** BEGIN MATERIAL PROVIDED **
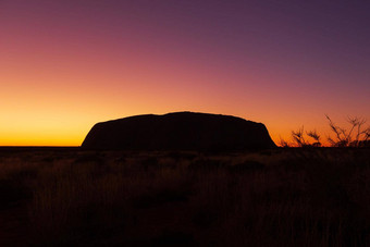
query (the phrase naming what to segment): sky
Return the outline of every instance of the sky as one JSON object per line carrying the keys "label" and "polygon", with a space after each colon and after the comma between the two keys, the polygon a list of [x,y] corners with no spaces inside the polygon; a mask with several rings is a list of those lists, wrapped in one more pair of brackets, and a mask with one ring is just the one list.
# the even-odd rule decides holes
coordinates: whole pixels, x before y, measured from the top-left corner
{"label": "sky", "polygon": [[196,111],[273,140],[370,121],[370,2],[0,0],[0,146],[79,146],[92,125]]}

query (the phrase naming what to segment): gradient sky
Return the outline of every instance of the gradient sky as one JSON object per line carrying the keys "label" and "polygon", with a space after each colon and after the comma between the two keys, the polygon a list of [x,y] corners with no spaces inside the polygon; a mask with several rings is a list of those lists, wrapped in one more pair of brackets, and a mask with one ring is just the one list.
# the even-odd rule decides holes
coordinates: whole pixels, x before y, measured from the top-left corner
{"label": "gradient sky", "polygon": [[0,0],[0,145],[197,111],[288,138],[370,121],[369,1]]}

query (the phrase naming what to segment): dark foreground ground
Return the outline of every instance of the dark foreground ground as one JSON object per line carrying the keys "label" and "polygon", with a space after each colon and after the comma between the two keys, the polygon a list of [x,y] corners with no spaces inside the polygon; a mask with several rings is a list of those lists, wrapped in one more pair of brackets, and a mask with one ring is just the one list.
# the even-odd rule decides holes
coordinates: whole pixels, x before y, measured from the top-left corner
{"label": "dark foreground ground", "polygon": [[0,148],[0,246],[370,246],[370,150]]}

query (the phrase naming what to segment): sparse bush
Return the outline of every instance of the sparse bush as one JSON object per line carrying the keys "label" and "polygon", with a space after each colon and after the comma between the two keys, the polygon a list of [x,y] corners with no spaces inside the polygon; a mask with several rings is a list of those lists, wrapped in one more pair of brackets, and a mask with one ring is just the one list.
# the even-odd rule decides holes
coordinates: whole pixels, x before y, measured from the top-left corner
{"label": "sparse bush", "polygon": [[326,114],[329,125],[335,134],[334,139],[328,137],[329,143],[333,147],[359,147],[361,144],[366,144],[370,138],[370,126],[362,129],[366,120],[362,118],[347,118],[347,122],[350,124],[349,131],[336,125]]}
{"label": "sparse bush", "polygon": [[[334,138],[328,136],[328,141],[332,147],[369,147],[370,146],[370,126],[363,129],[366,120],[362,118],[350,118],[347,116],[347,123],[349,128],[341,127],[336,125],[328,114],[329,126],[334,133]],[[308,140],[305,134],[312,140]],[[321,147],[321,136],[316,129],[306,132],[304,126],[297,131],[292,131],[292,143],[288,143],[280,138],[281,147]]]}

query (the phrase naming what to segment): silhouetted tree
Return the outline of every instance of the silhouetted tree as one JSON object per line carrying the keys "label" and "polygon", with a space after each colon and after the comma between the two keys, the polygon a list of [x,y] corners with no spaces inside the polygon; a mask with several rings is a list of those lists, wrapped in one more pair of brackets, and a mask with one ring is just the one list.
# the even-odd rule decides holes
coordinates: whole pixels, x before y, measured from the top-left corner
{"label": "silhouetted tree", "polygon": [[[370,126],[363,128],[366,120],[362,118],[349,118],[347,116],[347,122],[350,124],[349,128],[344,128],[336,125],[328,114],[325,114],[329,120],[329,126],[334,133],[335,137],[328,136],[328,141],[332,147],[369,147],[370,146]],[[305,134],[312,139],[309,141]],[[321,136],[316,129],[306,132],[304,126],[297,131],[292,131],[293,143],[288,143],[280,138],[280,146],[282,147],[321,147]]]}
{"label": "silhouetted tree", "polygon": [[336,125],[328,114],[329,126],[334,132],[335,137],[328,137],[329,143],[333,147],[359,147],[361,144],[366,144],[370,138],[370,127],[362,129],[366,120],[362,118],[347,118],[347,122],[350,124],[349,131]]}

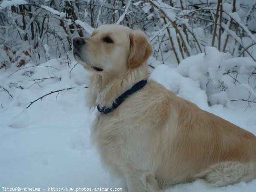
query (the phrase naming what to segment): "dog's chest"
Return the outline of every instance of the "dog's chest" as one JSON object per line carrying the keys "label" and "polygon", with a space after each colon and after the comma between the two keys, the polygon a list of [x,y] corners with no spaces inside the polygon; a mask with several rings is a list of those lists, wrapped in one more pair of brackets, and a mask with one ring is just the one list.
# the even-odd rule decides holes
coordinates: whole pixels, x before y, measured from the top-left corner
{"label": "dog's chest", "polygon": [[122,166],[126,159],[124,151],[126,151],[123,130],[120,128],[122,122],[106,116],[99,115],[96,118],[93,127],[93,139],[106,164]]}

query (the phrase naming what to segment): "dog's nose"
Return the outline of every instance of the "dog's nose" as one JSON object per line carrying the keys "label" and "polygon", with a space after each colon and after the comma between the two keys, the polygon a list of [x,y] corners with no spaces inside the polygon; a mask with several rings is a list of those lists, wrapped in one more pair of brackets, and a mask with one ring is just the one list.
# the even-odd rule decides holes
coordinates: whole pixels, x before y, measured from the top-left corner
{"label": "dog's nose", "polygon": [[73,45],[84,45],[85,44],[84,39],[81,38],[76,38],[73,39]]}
** END MATERIAL PROVIDED **
**TO BE DONE**
Copy out each record shown above without alteration, skipping any picture.

**FINAL ANSWER**
query (the phrase naming what to segment): sky
Return the outline of every instance of the sky as one JSON object per line carrying the keys "label" and "polygon", with a space after each colon and after the comma between the two keys, the polygon a list of [x,y] corners with no spaces inside the polygon; a mask with several rings is a list of those lists, wrapped in one more pair of brackets, and a mask with one ring is just the one list.
# the even-odd rule decides holes
coordinates: whole pixels, x before y, measured from the top-left corner
{"label": "sky", "polygon": [[196,111],[273,140],[370,121],[370,2],[0,0],[0,146],[79,146],[92,125]]}

query (the phrase naming what to segment): gradient sky
Return the outline of every instance of the gradient sky as one JSON object per line carrying the keys "label" and "polygon", with a space after each colon and after the comma between the two keys, the polygon a list of [x,y] corners with no spaces inside the polygon; a mask with several rings is a list of those lists, wrapped in one more pair of brackets, and a mask with one ring is just the one list.
# the even-odd rule decides holes
coordinates: whole pixels, x before y, measured from the top-left corner
{"label": "gradient sky", "polygon": [[0,0],[0,145],[197,111],[288,138],[370,121],[369,1]]}

query (the phrase naming what to segment): dark foreground ground
Return the outline of every instance of the dark foreground ground as one JSON object per line carrying the keys "label" and "polygon", with a space after each colon and after the comma between the two keys, the polygon a list of [x,y] corners with no spaces inside the polygon; a mask with several rings is a list of those lists, wrapped in one more pair of brackets, and a mask with one ring is just the one list.
# the even-odd rule decides holes
coordinates: whole pixels, x before y, measured from the top-left corner
{"label": "dark foreground ground", "polygon": [[0,148],[0,246],[370,246],[370,150]]}

query (the phrase naming what to segment): sparse bush
Return the outline of every instance of the sparse bush as one JSON object per line carrying the keys "label" and "polygon", with a space after each colon and after the comma between the two keys, the polygon a list of [x,y] corners with no spaces inside the polygon; a mask with several rings is a list of those lists, wrapped in one more pair of brackets, and a mask with one ring is just the one list.
# the even-odd rule decides holes
coordinates: whole pixels, x before y, measured from the top-left corner
{"label": "sparse bush", "polygon": [[326,114],[329,125],[335,134],[334,139],[328,137],[329,143],[333,147],[359,147],[361,144],[366,144],[370,138],[370,126],[362,129],[366,120],[362,118],[347,118],[347,122],[350,124],[349,131],[336,125]]}
{"label": "sparse bush", "polygon": [[[334,138],[328,136],[328,141],[332,147],[369,147],[370,146],[370,126],[363,129],[366,120],[362,118],[350,118],[347,116],[347,123],[349,128],[341,127],[336,125],[328,114],[329,126],[334,133]],[[308,140],[305,134],[312,140]],[[321,147],[321,136],[316,129],[306,132],[304,126],[297,131],[292,131],[292,143],[288,143],[280,138],[281,147]]]}

query (the phrase naming what to segment): silhouetted tree
Return the outline of every instance of the silhouetted tree as one JSON object per line carrying the keys "label" and "polygon", with a space after each colon and after the comma between the two keys, the polygon a list of [x,y] corners with no spaces inside the polygon; a mask with several rings is a list of those lists, wrapped in one more pair of brackets, and a mask with one ring is just the one list.
# the even-odd rule decides holes
coordinates: whole pixels, x before y, measured from the top-left corner
{"label": "silhouetted tree", "polygon": [[[370,126],[363,128],[366,120],[362,118],[349,118],[347,116],[347,122],[350,124],[349,128],[344,128],[336,125],[328,114],[325,114],[329,120],[329,126],[334,133],[335,137],[328,136],[328,141],[332,147],[369,147],[370,146]],[[305,134],[312,139],[309,141]],[[321,136],[316,129],[306,132],[304,126],[297,131],[292,131],[293,143],[288,143],[280,138],[280,146],[282,147],[321,147]]]}
{"label": "silhouetted tree", "polygon": [[336,125],[328,114],[329,126],[334,132],[335,137],[328,137],[329,143],[333,147],[359,147],[361,144],[366,144],[370,138],[370,127],[362,129],[366,120],[362,118],[347,118],[347,122],[350,124],[349,131]]}

query (the phrase naming what to segment): "dog's chest"
Return the outline of every instance of the "dog's chest" as one JSON object per line carrying the keys "label" and "polygon", with a space after each colon and after the comma between the two keys, the polygon a list of [x,y] corners with no spaces inside the polygon; a mask with several rings is a list of those lists, wrapped in one more pair of brackets, and a mask with one ring is just the one list.
# the even-odd rule decides holes
coordinates: whole pixels, x before y, measured from the top-left corner
{"label": "dog's chest", "polygon": [[122,166],[126,159],[124,151],[126,151],[123,130],[120,128],[122,122],[106,116],[99,115],[96,118],[93,127],[93,139],[106,164]]}

query (the phrase naming what to segment): "dog's nose"
Return the outline of every instance of the "dog's nose" as one JSON object per line carrying the keys "label" and "polygon", with a space after each colon and after the comma between the two keys, the polygon a list of [x,y] corners with no spaces inside the polygon; a mask with several rings is a list of those lists, wrapped in one more pair of brackets, and a mask with one ring is just the one list.
# the even-odd rule decides holes
coordinates: whole pixels, x before y, measured from the top-left corner
{"label": "dog's nose", "polygon": [[73,45],[84,45],[85,44],[84,39],[81,38],[76,38],[73,39]]}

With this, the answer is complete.